I found out this morning that a former fellow-congregant- he and his wife were friends of mine because we both taught at the university - has lung cancer.
A couple years ago they moved up north to be closer to grandkids (they both retired during the time I knew them, this was in the cards). And then Ken was diagnosed just recently.
I feel sad about this: as I said, I liked both of them and we had stuff in common. And Ken was the "on-campus external" (i.e.: faculty member not in my department) on my promotions committee for Full Professor. Also, they had reassured me about a lot of stuff, that either a lot of the stuff I saw and wondered "Is this crazy or am I" was that "this is crazy" or they also told me there had been even WORSE budget times than 2016, and just to hang on, things would get better.
He's always had lung issues (was a smoker when younger) but this is really not good.
I feel sad over this. And it was hard today to do review in class - this was the majors-intro-bio and the exam they have later this week covers the section on the development and spread of cancer (on a cellular/tissue level). I managed to hold it together okay in class but if I had thought much harder about it, I wouldn't have.
(I also think of the times when my close family member was undergoing treatment, how hard that spring it was to go through the whole cancer section and more than once I had to just stop and take a breath - for a while I was carrying a glass of water to class with me, not because I needed a drink, but because being able to stop and pause when the feels got to be a little much helped me. And I think of how it was kind of difficult to talk about translocations and the Philadelphia chromosome when I knew someone - who has since died - who was undergoing treatment for CML).

Natural-language object grounding data
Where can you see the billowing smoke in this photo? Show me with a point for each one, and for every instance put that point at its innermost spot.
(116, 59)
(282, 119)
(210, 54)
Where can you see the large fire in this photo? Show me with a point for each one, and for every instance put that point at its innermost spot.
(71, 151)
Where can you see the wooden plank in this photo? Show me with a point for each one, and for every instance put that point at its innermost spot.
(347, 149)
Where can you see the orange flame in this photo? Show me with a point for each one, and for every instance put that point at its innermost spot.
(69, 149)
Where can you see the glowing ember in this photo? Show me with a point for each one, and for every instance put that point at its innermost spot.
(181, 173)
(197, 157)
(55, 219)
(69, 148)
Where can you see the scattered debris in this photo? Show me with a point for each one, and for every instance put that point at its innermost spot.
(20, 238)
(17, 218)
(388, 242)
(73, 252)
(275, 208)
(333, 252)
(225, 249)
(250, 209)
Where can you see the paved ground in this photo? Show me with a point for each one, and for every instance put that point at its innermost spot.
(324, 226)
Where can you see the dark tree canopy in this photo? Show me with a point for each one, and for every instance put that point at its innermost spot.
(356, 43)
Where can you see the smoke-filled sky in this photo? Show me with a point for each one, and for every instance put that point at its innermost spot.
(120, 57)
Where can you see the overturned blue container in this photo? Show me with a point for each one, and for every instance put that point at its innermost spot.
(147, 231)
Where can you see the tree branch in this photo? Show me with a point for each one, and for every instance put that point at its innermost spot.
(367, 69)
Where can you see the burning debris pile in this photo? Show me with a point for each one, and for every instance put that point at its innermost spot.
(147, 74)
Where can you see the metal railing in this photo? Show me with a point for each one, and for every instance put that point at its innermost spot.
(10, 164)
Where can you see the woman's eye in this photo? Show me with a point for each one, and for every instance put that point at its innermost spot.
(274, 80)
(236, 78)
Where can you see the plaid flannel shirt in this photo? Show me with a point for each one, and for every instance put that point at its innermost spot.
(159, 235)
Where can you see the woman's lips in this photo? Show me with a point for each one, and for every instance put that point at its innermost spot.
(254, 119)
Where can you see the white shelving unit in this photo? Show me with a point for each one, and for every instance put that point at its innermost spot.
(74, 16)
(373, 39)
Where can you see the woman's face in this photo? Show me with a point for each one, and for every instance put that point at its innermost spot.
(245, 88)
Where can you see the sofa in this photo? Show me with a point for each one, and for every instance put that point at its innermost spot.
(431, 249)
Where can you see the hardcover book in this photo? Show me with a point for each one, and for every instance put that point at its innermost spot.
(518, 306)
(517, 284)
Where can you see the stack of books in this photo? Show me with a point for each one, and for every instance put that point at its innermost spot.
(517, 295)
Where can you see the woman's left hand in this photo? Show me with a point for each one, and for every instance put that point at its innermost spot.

REQUIRED WORK
• 1. Revise the post about Ken's diagnosis, beginning at the words "I found out" and stopping after "really not good.", with "grandkids" replaced by "grandchildren".
• 2. Name the specific cancer-biology topics that the post about Ken's diagnosis says the writer covered in class.
• 3. Continue the post about Ken's diagnosis from its last sentence.

EXERCISE RESULTS
• 1.
I found out this morning that a former fellow-congregant- he and his wife were friends of mine because we both taught at the university - has lung cancer.
A couple years ago they moved up north to be closer to grandchildren (they both retired during the time I knew them, this was in the cards). And then Ken was diagnosed just recently.
I feel sad about this: as I said, I liked both of them and we had stuff in common. And Ken was the "on-campus external" (i.e.: faculty member not in my department) on my promotions committee for Full Professor. Also, they had reassured me about a lot of stuff, that either a lot of the stuff I saw and wondered "Is this crazy or am I" was that "this is crazy" or they also told me there had been even WORSE budget times than 2016, and just to hang on, things would get better.
He's always had lung issues (was a smoker when younger) but this is really not good.

• 2. The development and spread of cancer on a cellular/tissue level, translocations, and the Philadelphia chromosome.

• 3.
Ugh. Cancer sucks.
(I was worried for a bit last week when my dad, who is 82, told me the new GI doc he was going to had prescribed a colonoscopy. I didn't SAY anything, but I thought, "Wow, they must think something is wrong, because normally in someone my dad's age they don't do screening ones." Turns out the doc was being overzealous and after my dad consulted with his GP, the conclusion was there was no need for one, and that a less-invasive screening test should be done first. I had an aunt who had colon cancer and had to do the whole round of extensive surgery and chemo, but she was on the other side of the family... and she was having symptoms before she was diagnosed)
1 comment:
I am so sorry. that really stinks. I bet they would appreciate hearing from you right now.